### Task to complete:
Entries follow. Give back exactly the lines starting at the one containing "Where can you see the tree trunk" and ending at the one containing "Where can you see the blue", and no other lines.

### Data records:
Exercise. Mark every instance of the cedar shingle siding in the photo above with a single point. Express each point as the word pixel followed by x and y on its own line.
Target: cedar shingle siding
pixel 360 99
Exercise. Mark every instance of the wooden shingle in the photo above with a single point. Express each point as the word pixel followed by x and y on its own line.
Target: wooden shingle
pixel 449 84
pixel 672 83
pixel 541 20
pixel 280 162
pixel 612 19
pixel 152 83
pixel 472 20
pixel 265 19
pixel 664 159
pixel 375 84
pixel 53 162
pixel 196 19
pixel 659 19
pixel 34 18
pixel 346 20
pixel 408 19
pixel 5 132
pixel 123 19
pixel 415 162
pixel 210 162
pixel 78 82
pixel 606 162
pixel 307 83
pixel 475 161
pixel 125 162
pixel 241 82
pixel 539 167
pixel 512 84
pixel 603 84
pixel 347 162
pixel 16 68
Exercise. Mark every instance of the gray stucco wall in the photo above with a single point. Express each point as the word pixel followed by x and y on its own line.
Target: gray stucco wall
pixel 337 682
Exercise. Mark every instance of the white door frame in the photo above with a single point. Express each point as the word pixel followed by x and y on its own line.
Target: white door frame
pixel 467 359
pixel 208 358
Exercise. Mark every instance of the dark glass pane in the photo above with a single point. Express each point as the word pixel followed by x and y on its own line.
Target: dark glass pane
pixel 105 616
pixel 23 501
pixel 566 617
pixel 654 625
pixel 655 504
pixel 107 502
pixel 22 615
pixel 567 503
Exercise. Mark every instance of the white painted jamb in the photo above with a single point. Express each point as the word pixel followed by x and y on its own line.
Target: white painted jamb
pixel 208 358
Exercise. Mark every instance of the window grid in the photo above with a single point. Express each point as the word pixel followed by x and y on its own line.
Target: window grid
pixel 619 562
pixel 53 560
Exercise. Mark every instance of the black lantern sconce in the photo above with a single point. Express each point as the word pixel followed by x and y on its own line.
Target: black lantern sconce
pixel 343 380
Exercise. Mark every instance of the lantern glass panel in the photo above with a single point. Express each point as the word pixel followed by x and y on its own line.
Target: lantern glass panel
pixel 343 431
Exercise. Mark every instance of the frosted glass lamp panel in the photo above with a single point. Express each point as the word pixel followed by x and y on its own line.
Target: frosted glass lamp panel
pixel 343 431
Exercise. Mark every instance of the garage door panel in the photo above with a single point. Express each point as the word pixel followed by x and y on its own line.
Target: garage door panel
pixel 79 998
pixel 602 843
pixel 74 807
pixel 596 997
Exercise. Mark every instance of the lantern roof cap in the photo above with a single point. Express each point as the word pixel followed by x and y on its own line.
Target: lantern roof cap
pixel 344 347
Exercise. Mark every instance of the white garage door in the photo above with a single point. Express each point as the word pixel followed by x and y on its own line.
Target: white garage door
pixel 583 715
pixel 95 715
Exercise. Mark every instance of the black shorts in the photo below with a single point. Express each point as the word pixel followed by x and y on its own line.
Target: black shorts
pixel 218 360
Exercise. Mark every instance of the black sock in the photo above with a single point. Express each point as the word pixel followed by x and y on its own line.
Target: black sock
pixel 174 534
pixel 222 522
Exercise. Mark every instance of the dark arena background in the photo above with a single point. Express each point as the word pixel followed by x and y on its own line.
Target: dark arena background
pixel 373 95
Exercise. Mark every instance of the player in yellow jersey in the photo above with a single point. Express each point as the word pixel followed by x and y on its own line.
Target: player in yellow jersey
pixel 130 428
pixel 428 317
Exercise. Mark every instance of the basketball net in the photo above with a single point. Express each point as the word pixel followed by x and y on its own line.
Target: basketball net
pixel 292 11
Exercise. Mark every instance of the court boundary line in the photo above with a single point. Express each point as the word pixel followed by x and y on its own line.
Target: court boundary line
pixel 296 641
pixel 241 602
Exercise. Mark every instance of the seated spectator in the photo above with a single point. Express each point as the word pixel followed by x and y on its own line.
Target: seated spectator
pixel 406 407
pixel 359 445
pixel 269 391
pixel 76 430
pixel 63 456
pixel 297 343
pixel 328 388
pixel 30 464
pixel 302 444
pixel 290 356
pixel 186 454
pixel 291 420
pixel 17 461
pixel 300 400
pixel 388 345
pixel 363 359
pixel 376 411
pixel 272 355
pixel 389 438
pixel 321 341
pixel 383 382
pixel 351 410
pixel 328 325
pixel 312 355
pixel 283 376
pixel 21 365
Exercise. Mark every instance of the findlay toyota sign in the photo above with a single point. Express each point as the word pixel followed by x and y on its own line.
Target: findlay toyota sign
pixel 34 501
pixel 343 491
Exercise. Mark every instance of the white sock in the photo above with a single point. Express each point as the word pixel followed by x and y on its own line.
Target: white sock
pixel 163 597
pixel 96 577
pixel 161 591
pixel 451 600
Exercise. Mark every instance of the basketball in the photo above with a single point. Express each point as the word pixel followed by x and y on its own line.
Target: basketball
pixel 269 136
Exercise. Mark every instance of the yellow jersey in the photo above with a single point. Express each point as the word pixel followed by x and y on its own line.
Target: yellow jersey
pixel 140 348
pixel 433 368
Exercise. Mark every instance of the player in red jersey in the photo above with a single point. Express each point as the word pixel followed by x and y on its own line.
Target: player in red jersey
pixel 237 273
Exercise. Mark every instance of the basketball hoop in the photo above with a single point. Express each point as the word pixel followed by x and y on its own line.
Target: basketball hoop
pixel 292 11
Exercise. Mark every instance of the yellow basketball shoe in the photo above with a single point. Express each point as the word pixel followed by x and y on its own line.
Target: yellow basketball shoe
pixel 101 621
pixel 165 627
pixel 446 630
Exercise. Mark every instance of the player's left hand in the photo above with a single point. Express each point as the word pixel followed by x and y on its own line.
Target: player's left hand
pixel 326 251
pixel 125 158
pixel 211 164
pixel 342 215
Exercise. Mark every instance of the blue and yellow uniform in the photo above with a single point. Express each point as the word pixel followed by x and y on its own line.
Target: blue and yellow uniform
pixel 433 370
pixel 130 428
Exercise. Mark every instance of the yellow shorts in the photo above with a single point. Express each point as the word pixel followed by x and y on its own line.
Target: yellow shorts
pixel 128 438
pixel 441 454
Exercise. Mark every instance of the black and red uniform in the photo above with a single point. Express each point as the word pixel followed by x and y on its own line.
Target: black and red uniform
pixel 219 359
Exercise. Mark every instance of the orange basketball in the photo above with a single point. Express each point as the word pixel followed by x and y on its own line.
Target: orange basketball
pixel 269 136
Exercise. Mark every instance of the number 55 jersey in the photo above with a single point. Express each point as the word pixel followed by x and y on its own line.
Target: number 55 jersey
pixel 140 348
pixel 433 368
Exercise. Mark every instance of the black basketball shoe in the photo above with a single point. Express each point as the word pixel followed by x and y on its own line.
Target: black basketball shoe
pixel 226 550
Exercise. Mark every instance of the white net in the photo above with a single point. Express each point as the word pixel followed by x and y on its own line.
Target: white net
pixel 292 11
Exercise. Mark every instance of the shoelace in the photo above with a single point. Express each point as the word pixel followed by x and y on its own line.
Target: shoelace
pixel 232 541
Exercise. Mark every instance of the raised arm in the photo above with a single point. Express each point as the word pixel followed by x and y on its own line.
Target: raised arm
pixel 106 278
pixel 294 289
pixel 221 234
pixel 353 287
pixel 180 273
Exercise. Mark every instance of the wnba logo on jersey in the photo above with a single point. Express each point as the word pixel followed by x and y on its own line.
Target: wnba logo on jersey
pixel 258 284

---

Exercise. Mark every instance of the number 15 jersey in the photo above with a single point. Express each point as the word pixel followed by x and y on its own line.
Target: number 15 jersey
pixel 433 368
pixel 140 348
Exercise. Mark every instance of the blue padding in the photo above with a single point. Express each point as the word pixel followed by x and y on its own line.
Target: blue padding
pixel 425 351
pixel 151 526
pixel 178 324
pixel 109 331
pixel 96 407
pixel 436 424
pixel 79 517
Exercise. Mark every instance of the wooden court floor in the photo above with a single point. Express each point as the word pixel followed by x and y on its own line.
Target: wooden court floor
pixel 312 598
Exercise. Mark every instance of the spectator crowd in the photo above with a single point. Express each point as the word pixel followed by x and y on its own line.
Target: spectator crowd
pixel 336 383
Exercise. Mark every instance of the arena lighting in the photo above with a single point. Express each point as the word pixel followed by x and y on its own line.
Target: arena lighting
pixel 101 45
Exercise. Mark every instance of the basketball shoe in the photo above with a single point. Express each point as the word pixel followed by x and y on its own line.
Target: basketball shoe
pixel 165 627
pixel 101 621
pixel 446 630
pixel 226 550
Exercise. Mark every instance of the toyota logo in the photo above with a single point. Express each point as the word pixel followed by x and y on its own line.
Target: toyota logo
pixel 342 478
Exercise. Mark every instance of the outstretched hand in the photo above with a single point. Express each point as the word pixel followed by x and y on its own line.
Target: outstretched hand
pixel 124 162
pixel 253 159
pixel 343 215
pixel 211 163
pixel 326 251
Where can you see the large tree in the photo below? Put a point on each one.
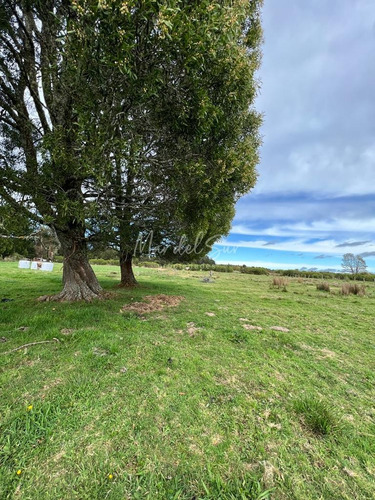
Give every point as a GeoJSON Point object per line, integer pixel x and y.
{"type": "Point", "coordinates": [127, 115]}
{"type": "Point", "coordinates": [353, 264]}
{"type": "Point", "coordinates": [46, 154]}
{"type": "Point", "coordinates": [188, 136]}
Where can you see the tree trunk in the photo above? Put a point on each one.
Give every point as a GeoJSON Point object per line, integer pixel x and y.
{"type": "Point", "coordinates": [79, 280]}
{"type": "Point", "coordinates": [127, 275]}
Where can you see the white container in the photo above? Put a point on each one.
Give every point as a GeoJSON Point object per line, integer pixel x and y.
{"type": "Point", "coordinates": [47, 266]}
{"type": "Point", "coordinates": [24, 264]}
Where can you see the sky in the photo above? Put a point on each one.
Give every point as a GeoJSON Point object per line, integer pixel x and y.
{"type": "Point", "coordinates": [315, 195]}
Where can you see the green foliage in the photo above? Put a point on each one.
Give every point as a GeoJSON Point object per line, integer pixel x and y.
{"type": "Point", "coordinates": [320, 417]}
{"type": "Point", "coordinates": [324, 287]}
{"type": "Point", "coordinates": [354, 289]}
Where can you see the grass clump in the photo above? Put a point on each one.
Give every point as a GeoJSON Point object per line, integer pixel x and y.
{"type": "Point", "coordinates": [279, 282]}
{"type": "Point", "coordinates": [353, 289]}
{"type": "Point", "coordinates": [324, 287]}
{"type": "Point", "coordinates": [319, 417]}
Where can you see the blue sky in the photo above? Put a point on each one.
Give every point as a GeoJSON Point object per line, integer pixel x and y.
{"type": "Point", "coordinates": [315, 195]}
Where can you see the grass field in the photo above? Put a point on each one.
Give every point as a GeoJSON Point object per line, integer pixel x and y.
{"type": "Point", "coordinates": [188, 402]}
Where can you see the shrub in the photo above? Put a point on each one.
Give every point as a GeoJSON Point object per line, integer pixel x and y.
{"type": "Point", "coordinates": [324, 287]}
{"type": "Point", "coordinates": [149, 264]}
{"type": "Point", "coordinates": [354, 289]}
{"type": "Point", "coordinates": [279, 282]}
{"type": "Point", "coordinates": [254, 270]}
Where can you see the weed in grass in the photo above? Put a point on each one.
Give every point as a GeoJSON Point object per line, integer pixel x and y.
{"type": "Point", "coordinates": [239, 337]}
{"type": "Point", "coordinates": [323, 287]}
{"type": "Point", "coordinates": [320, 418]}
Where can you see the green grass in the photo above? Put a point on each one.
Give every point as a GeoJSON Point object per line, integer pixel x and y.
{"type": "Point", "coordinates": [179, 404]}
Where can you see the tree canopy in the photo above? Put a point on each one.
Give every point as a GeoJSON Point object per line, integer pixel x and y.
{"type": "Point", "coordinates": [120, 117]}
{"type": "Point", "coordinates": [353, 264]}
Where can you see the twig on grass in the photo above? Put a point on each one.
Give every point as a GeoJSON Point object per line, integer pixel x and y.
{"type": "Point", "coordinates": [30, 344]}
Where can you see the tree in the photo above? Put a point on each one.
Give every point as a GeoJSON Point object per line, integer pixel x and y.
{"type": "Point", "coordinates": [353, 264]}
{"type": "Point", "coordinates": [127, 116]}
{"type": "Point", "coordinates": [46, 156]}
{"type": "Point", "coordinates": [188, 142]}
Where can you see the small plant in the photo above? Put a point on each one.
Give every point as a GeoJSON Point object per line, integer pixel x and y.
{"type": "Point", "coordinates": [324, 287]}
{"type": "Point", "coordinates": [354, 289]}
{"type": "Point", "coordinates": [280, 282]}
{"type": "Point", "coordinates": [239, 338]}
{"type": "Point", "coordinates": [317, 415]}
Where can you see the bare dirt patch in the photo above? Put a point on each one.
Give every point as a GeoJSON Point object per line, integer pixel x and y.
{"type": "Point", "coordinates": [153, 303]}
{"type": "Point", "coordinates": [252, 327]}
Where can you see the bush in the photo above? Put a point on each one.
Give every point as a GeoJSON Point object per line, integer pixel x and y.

### Answer box:
Where can you see the tree trunk in the photo above? Put a point on each one.
Give every point as a GeoJSON Point object per line, integer pixel x and y.
{"type": "Point", "coordinates": [79, 280]}
{"type": "Point", "coordinates": [127, 275]}
Where can you see the white container in the photo above? Put a point on each one.
Give every point as a GeoJSON Point object per line, integer pixel x and y.
{"type": "Point", "coordinates": [47, 266]}
{"type": "Point", "coordinates": [24, 264]}
Where can you see the sky in the photo above? Put a point on each one.
Give every point as a GeoJSON Point object per line, integer pixel x and y.
{"type": "Point", "coordinates": [315, 195]}
Where can you see the green foliage in the photo above? Put a point on each one.
Give every point as a GeoJSON Point object per line, integer pixel x and y.
{"type": "Point", "coordinates": [320, 417]}
{"type": "Point", "coordinates": [324, 287]}
{"type": "Point", "coordinates": [354, 289]}
Where can you see the grass clump in the photo above? Put a point on each one.
Give every point as a GeoJSON Point object per line, integer pixel x and y.
{"type": "Point", "coordinates": [279, 282]}
{"type": "Point", "coordinates": [353, 289]}
{"type": "Point", "coordinates": [324, 287]}
{"type": "Point", "coordinates": [319, 417]}
Where can you see the blue sky in the photo above? Put a point on each one.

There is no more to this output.